** Requirement **
Strip out the pictures and transcribe the records that follow exactly.

● ● ● ● ● ● ●

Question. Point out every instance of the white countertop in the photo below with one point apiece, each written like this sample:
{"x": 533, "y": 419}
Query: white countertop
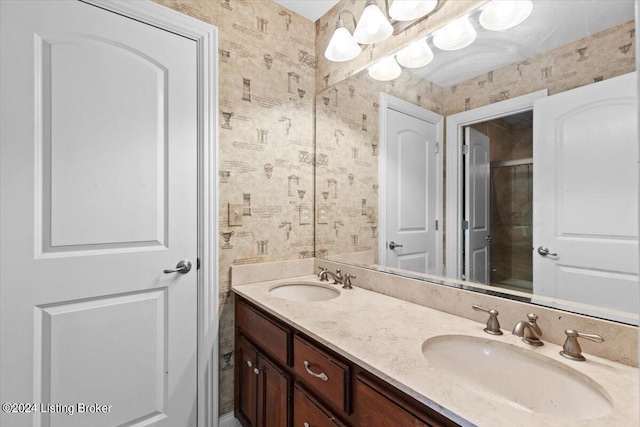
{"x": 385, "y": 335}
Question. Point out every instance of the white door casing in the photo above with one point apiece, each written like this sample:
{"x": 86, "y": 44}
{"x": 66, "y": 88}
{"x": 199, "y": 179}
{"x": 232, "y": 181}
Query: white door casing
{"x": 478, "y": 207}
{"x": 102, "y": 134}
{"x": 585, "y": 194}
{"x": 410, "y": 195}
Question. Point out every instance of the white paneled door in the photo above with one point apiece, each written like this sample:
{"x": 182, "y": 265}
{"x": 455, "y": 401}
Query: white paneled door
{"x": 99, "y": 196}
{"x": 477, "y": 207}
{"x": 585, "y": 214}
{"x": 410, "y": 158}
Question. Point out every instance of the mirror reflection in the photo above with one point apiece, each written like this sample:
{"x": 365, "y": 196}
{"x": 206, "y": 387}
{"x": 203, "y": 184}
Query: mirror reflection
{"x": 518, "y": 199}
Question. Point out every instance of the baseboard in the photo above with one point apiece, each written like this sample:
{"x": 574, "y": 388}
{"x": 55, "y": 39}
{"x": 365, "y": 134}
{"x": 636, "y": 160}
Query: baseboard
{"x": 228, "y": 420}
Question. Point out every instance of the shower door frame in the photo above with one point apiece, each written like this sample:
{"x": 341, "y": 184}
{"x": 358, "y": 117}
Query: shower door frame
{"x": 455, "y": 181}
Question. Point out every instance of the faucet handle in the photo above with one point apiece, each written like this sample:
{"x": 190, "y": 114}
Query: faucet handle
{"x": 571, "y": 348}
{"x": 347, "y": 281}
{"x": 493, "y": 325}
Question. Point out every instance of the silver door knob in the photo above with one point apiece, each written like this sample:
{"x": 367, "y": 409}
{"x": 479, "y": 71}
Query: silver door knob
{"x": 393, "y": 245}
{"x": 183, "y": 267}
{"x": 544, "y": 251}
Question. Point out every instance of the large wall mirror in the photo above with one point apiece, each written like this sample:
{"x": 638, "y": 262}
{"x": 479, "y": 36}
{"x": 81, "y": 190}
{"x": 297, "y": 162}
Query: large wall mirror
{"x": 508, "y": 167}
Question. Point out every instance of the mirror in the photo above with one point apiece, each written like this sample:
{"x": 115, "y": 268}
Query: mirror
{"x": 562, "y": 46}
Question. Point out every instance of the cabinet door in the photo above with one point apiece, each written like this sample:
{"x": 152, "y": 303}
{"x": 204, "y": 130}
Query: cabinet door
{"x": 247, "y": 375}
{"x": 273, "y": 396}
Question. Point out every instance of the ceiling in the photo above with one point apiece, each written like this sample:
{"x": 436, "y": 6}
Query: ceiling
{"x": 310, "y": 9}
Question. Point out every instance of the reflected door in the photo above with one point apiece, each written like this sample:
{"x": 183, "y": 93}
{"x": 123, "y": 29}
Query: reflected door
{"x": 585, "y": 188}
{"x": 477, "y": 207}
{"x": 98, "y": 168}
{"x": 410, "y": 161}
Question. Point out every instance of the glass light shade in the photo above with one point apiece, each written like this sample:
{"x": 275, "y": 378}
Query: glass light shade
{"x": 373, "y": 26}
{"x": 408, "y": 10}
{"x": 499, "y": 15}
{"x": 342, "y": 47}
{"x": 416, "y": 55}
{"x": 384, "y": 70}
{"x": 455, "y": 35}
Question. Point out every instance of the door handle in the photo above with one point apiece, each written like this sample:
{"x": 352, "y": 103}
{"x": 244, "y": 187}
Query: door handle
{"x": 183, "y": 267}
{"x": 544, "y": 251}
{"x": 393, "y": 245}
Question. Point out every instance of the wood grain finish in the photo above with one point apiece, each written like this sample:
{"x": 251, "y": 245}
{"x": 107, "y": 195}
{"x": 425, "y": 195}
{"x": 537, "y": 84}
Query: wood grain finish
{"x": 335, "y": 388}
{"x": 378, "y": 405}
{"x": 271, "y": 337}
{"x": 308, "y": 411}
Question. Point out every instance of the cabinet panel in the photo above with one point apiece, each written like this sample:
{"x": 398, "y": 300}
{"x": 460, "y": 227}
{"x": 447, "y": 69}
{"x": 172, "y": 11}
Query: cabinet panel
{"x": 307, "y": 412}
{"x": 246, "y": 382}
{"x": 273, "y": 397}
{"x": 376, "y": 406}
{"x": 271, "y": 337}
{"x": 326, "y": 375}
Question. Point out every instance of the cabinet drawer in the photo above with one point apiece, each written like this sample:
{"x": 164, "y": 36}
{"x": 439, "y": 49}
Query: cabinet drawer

● ● ● ● ● ● ●

** Solved problem **
Question. Point out every instance of the white countertop in the photo below with one point apiece, each written like this sample:
{"x": 533, "y": 419}
Query: white countertop
{"x": 385, "y": 335}
Question. Point out every instance of the white door casing in the photo above with one point apiece, each written like this sample:
{"x": 86, "y": 44}
{"x": 66, "y": 88}
{"x": 199, "y": 179}
{"x": 232, "y": 181}
Query: white door casing
{"x": 478, "y": 207}
{"x": 102, "y": 134}
{"x": 585, "y": 194}
{"x": 410, "y": 195}
Question. Point out every instance of the white paneled door in the photo above with one point apiece, each written like this sample:
{"x": 182, "y": 265}
{"x": 455, "y": 401}
Query: white paneled door
{"x": 99, "y": 196}
{"x": 477, "y": 207}
{"x": 585, "y": 214}
{"x": 410, "y": 158}
Question. Point out every instance of the mirror reflection in the photo above with one point apiece, each written like this sample:
{"x": 365, "y": 196}
{"x": 206, "y": 387}
{"x": 203, "y": 184}
Query: mirror reflection
{"x": 518, "y": 199}
Question. Point out every instance of the baseboard in the photo above with one point apiece, each written like this sample:
{"x": 574, "y": 388}
{"x": 55, "y": 39}
{"x": 365, "y": 134}
{"x": 636, "y": 160}
Query: baseboard
{"x": 228, "y": 420}
Question. Point out every instance of the shower door frame in the photo above with one point apiece, each written like this sample:
{"x": 341, "y": 184}
{"x": 358, "y": 117}
Query: shower door frame
{"x": 455, "y": 181}
Question. Point out every instance of the faucet handle in the photo above with one point apiece, each written like this sample:
{"x": 190, "y": 114}
Query: faucet handle
{"x": 571, "y": 348}
{"x": 347, "y": 281}
{"x": 493, "y": 325}
Question. Point out every instance of the silver door knob in the photo above with one point apiece, each written like this sample:
{"x": 367, "y": 409}
{"x": 479, "y": 71}
Query: silver door knob
{"x": 393, "y": 245}
{"x": 183, "y": 267}
{"x": 544, "y": 251}
Question. Point out every instance of the large wall mirror in the photo above with one point apiece, each written like this sample:
{"x": 638, "y": 262}
{"x": 479, "y": 36}
{"x": 81, "y": 190}
{"x": 297, "y": 162}
Query: large wall mirror
{"x": 508, "y": 167}
Question. Point out every instance of the mirror in the photo above with one point apiece, each written like this sample:
{"x": 115, "y": 268}
Query: mirror
{"x": 562, "y": 46}
Question. Point out every instance of the cabinet door in the photo above with one point apiece, each written like this sample:
{"x": 152, "y": 303}
{"x": 204, "y": 130}
Query: cabinet door
{"x": 247, "y": 375}
{"x": 273, "y": 396}
Question. Point out every instance of the ceiling in the photo above with one point apiece, each written like this sample:
{"x": 436, "y": 6}
Query: ceiling
{"x": 310, "y": 9}
Question. Point out every instance of the reflected door in the photo above with one point apiece, each written like this sample:
{"x": 183, "y": 93}
{"x": 123, "y": 29}
Query: reflected door
{"x": 585, "y": 188}
{"x": 477, "y": 207}
{"x": 98, "y": 168}
{"x": 410, "y": 161}
Question. Point out every instance of the glass light shade in the photo above with one point apiece, each written like this sample:
{"x": 275, "y": 378}
Query: glass light shade
{"x": 373, "y": 26}
{"x": 408, "y": 10}
{"x": 499, "y": 15}
{"x": 342, "y": 47}
{"x": 416, "y": 55}
{"x": 384, "y": 70}
{"x": 455, "y": 35}
Question. Point out every instance of the door handle in the photo above with one point apiece, each written like this sample:
{"x": 352, "y": 103}
{"x": 244, "y": 187}
Query: door handle
{"x": 183, "y": 267}
{"x": 544, "y": 251}
{"x": 393, "y": 245}
Question. Point out every instance of the wood grain finish in the photo above with one point apiece, each written like this sample:
{"x": 251, "y": 245}
{"x": 107, "y": 195}
{"x": 425, "y": 195}
{"x": 537, "y": 84}
Query: wood grain finish
{"x": 335, "y": 388}
{"x": 378, "y": 405}
{"x": 271, "y": 337}
{"x": 308, "y": 411}
Question. Point out every instance of the cabinet panel in the photo above with one point apiece, each written like this sample:
{"x": 398, "y": 300}
{"x": 460, "y": 227}
{"x": 447, "y": 69}
{"x": 172, "y": 11}
Query: cabinet panel
{"x": 307, "y": 412}
{"x": 246, "y": 382}
{"x": 273, "y": 397}
{"x": 376, "y": 406}
{"x": 271, "y": 337}
{"x": 326, "y": 375}
Question. Point out every instance of the cabinet drawer in the photo above with one point apiece, each written like this sample:
{"x": 164, "y": 36}
{"x": 439, "y": 49}
Query: cabinet drawer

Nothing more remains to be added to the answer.